# Life Style Club > Desi Recipes >  What do u like to eat/drink with chai?

## RAHEN

Hello,
As the question say...wat do u like...any choices...

----------


## Shikari

cake ..biscuits..parathai ...etc..

----------


## RAHEN

that means there is no choice...jo bhi mil jaye...

----------


## friendlygal786

parathas...very tasty with chai

----------


## RAHEN

yah..it goes nice...but i usually take biscuit...hve heard taking nimko also...

----------


## Glamorous-Ladee

umm i HAVE to have something with my chai, cuz i only drink it onces a day..
umm i like eatin somethin salty with it cuz im not too much into sweets.. 
nimko, samosa,pakora, aloo paratha, chips..  :Big Grin:

----------


## RAHEN

great...that is nice...something different...good..

----------


## sikandar107

I normally go for heavy breakfast, particularly, on holidays.  Fruit juice, Toast butter, Jam, Eggs 2 Nos.

----------


## RAHEN

great...for u  :Big Grin:

----------


## meraspbery

chai ke saath sirf chai  :Smile:

----------


## Miss_Sweet

cookies, nuts :Stick Out Tongue:  cake...pakoras...samosas...etc :Big Grin:

----------


## RAHEN

pakora goes great...but which one...

----------


## syeda

pakoree... n biscuits n mithai  :Big Grin: 

pakoree jo aam hote hein wo wale  :Big Grin:

----------


## RAHEN

meri taraf onions k pakore bahut shouq se khaye jate hain... :Big Grin:

----------


## Fairy

Nothing...just chai n more chai :biggrin:

Paratha acha lagta hai per rarely khati hoon mein woh.

----------


## loves intellegence

hmmmm...nice question...

with tea normally i have bicuits.

----------


## RAHEN

Fairy sis: chai... :Big Grin: ...how many times do u drink it in a day...
intelligence: here we also hve biscuits...those glucose ones...and sometimes "nice" ones.

----------


## Fairy

Well 4-5 MUGS a day :blush:

----------


## RAHEN

mashaALLAH... :Big Grin:

----------

Data segment:
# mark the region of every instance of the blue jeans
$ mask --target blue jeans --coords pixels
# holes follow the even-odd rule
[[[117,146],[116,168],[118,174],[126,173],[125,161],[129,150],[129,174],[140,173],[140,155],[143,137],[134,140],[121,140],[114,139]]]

Exercise requirements:
**A.** Say whether each statement agrees with the chai thread, answering yes or no and quoting the words of the thread that decide it: (i) Glamorous-Ladee drinks chai only once a day. (ii) sikandar107 eats a light breakfast on holidays. (iii) The poster loves intellegence normally has biscuits with tea.
**B.** Reproduce the stretch of the chai thread from "umm i like eatin" through "is nice...something different...good..", copying every character without change.
The lines come from a separate source and have no connection to the chai thread.

Outputs in order:
**A.**
(i) Yes: "i only drink it onces a day"
(ii) No: "I normally go for heavy breakfast, particularly, on holidays."
(iii) Yes: "with tea normally i have bicuits."

**B.**
umm i like eatin somethin salty with it cuz im not too much into sweets.. 
nimko, samosa,pakora, aloo paratha, chips..  :Big Grin:

----------


## RAHEN

great...that is nice...something different...good..